**TO DO:** Copy out every one of the entries below word for word, leaving out the picture.

-------

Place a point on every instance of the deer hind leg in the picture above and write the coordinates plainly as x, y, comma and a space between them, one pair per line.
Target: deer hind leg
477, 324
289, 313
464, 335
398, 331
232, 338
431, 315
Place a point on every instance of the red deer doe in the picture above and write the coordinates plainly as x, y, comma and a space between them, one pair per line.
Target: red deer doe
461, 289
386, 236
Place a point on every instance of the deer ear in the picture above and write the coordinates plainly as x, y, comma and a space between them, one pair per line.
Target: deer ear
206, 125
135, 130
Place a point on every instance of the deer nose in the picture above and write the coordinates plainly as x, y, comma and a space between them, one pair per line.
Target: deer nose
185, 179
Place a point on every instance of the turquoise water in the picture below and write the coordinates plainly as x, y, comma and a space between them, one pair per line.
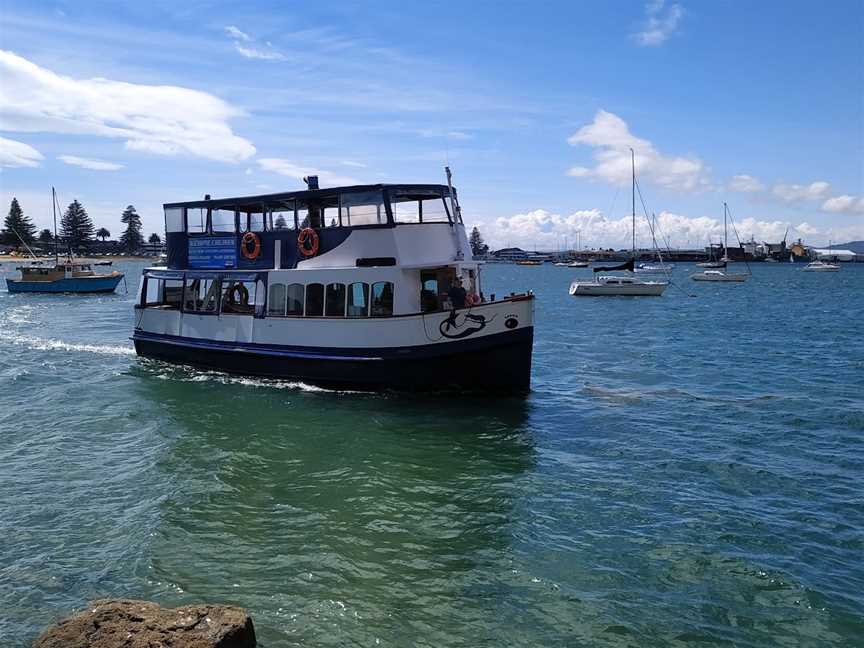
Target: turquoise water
686, 472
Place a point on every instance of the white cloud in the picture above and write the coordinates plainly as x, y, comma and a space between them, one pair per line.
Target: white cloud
791, 193
745, 184
18, 154
291, 170
612, 140
165, 120
255, 53
543, 230
844, 204
660, 23
87, 163
233, 32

-------

**FINISHED ANSWER:**
Place a point on every instance of the deer hind leg in the picture above and write the coordinates plainly as x, y, comma and a space between them, one pair per line.
Target: deer hind leg
477, 324
289, 313
464, 335
398, 331
232, 338
431, 315
Place a point on every instance of the red deer doe in the picture above and write the coordinates plainly as x, y, comma and a space between them, one pair per line.
Target: red deer doe
461, 289
386, 236
Place a point on every instance of the deer ear in the picture above and write the coordinates plainly as x, y, comma and a space between them, one pair per line.
Target: deer ear
206, 125
135, 130
Place a point on every instance of the deer nose in the picture above and write the coordinates plainly as x, y, comma and a space between them, one pair per line.
Target: deer nose
185, 179
Place a point on every instance of the turquoise water in the picture below and write the coordinates plainly as x, y, comma and a space between them, one pair per line.
Target: turquoise water
686, 472
Place a point on every instance of the white cloud in the picture above and write the coordinates plainly as x, y, comma and a space between them, one pair per line.
Target: white cloud
791, 193
745, 184
18, 154
291, 170
612, 140
165, 120
255, 53
543, 230
844, 204
660, 23
87, 163
233, 32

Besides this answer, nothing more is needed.